## Brief
All lines from the one containing "Objective — one marker per instance of the dark" through the last line below must be duplicated exactly, with nothing outside that span.
(Records to use begins)
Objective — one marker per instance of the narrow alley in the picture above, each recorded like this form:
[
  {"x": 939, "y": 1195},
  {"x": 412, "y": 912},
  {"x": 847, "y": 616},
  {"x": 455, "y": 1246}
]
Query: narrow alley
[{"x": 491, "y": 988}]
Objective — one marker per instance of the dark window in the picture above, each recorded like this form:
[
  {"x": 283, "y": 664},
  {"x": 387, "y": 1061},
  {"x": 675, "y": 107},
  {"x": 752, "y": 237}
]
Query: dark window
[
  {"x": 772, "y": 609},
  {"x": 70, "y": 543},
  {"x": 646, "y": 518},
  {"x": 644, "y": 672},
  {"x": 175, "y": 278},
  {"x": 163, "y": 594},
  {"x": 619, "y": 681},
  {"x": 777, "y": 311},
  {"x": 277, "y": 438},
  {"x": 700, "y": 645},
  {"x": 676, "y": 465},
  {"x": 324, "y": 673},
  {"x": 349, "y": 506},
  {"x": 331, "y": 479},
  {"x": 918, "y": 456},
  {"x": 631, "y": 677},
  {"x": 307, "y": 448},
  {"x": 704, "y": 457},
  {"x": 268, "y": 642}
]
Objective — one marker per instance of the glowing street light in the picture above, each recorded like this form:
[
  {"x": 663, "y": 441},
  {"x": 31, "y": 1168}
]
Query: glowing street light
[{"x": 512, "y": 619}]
(Records to use ends)
## Solved problem
Objective — one marker per instance of the dark window in the picture above, each recorded like this form:
[
  {"x": 283, "y": 664},
  {"x": 387, "y": 1061},
  {"x": 675, "y": 107},
  {"x": 752, "y": 237}
]
Query: dark window
[
  {"x": 772, "y": 609},
  {"x": 70, "y": 543},
  {"x": 646, "y": 518},
  {"x": 644, "y": 672},
  {"x": 175, "y": 278},
  {"x": 163, "y": 594},
  {"x": 619, "y": 681},
  {"x": 777, "y": 311},
  {"x": 277, "y": 438},
  {"x": 700, "y": 645},
  {"x": 676, "y": 465},
  {"x": 324, "y": 673},
  {"x": 349, "y": 506},
  {"x": 331, "y": 479},
  {"x": 918, "y": 456},
  {"x": 631, "y": 677},
  {"x": 307, "y": 448},
  {"x": 704, "y": 457},
  {"x": 268, "y": 642}
]
Objective — one marker per instance of the glowing street light in the picture above, each recorded like this form:
[
  {"x": 663, "y": 441},
  {"x": 31, "y": 1168}
]
Query: glowing street light
[{"x": 512, "y": 619}]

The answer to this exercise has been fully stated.